> [Exercise description]
Please reproduce the passage on Williams's Union company in Civil War Arkansas word for word, in full.

> [Quoted text]
[START]
Williams and the survivors of his company feared they would be killed if they returned to their homes in rebel territory. They went to southwestern Missouri, where they scouted for the Union army, occasionally making forays into northern Arkansas. In late summer 1863, Union forces took Little Rock (Pulaski County) and moved up the Arkansas River to Fort Smith (Sebastian County). Williams’s band traveled with Union troops to central Arkansas and home. In September, General Frederick Steele authorized the Union men of Conway County to form an independent company, to protect themselves from rebel threats. During the following seventeen months, Williams led his men in a guerrilla war against bands of rebels in north-central Arkansas. Called variously Williams’s Raiders or Williams’s Company of Scouts and Spies, the men scouted for the Third Arkansas Union Cavalry, garrisoned at Lewisburg (Conway County).

Williams’s main foe was Colonel Alan R. Witt, who led a band of ragtag Confederates based around Quitman (Cleburne and Faulkner counties), located about twenty miles east of Williams’s farm near present-day Center Ridge (Conway County). In the last two years of the war, Witt’s and Williams’s companies waged an on-going feud, as did families in the area known to be sympathetic to either side.
[END]
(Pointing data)
[START]
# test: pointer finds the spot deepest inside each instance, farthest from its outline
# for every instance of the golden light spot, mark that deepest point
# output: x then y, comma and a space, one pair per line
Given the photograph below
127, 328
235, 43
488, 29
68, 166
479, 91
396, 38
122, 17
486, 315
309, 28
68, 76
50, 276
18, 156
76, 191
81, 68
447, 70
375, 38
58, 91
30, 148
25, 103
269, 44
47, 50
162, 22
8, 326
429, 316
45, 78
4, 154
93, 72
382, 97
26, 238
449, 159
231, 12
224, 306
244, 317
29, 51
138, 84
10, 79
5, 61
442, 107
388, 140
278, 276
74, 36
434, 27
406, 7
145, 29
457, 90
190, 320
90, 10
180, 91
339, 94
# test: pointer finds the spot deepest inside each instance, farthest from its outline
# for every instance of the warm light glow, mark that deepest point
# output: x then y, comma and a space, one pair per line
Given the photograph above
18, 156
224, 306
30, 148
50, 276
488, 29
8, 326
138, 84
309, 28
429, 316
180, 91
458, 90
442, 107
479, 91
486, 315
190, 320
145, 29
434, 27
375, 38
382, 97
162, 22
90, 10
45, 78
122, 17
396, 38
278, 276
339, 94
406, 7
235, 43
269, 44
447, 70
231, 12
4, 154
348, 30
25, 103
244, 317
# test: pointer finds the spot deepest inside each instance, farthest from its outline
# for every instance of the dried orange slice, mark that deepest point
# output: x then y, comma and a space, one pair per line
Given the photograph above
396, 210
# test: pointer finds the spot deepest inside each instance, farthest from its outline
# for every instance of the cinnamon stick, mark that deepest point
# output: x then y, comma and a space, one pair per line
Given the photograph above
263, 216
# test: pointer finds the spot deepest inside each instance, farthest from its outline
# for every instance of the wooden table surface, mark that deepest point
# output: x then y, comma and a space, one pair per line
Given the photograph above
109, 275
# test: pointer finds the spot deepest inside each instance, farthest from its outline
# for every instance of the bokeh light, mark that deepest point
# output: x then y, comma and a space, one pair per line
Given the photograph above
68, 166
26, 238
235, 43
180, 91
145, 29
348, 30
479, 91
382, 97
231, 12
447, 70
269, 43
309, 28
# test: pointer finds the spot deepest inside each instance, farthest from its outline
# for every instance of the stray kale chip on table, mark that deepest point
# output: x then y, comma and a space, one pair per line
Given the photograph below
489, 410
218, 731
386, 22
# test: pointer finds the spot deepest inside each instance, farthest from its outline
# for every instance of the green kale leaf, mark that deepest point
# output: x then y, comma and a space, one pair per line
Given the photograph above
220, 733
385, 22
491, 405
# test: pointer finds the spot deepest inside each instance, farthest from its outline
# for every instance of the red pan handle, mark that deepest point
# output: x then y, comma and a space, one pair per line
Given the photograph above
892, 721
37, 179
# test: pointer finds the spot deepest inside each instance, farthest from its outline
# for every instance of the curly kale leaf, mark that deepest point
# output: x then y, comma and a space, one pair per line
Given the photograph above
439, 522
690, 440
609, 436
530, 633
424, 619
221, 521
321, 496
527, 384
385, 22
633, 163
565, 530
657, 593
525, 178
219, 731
[END]
> [Solution to this task]
Williams and the survivors of his company feared they would be killed if they returned to their homes in rebel territory. They went to southwestern Missouri, where they scouted for the Union army, occasionally making forays into northern Arkansas. In late summer 1863, Union forces took Little Rock (Pulaski County) and moved up the Arkansas River to Fort Smith (Sebastian County). Williams’s band traveled with Union troops to central Arkansas and home. In September, General Frederick Steele authorized the Union men of Conway County to form an independent company, to protect themselves from rebel threats. During the following seventeen months, Williams led his men in a guerrilla war against bands of rebels in north-central Arkansas. Called variously Williams’s Raiders or Williams’s Company of Scouts and Spies, the men scouted for the Third Arkansas Union Cavalry, garrisoned at Lewisburg (Conway County).

Williams’s main foe was Colonel Alan R. Witt, who led a band of ragtag Confederates based around Quitman (Cleburne and Faulkner counties), located about twenty miles east of Williams’s farm near present-day Center Ridge (Conway County). In the last two years of the war, Witt’s and Williams’s companies waged an on-going feud, as did families in the area known to be sympathetic to either side.